── Records to use
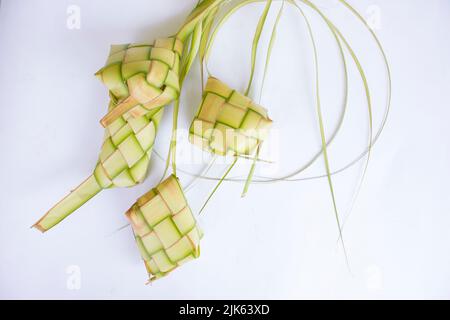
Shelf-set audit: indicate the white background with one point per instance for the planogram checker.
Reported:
(278, 242)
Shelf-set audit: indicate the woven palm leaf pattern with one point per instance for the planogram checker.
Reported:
(165, 229)
(142, 77)
(228, 122)
(125, 155)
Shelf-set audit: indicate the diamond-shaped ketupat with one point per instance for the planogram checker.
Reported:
(165, 229)
(142, 77)
(228, 122)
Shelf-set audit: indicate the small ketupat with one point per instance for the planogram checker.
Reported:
(227, 122)
(165, 229)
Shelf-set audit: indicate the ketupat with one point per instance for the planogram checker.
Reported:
(165, 229)
(142, 76)
(141, 79)
(125, 155)
(227, 122)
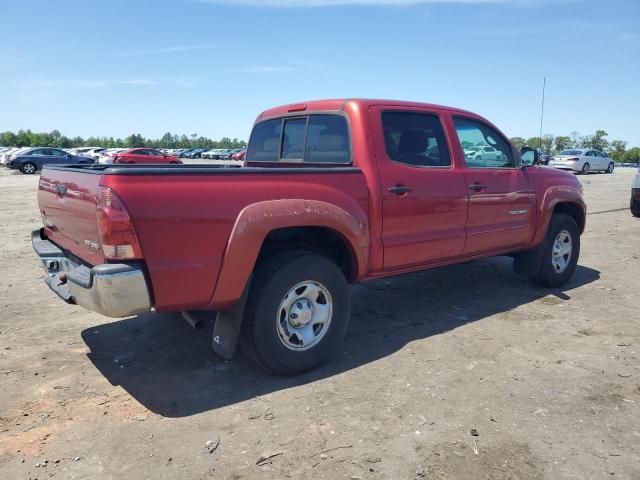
────
Requirement: Render the records above as a JSON list of strings, with one string per line and no blank lines. Leave the pictures out of the output.

Exercise result:
[
  "Shelf-set audit: indicate the white background with one point per instance for the planogram checker.",
  "Reported:",
  "(278, 242)",
  "Shelf-set audit: indicate the woven palm leaf pattern with one point per instance for the planogram checker.",
  "Reported:",
  "(165, 229)",
  "(142, 77)",
  "(228, 122)",
  "(125, 155)",
  "Shelf-set audit: indicate the diamond-shaped ketupat with one point per instance for the planogram checker.",
  "Reported:",
  "(165, 229)",
  "(142, 77)",
  "(228, 122)",
  "Shelf-set audit: indicate the small ketupat with one point per instance for the planogram checker.",
  "Reported:",
  "(227, 122)",
  "(165, 229)",
  "Shelf-set audit: indicate the ketupat with one point per instance for the planogram checker.",
  "Reported:",
  "(165, 229)",
  "(142, 76)",
  "(141, 79)",
  "(125, 155)",
  "(227, 122)"
]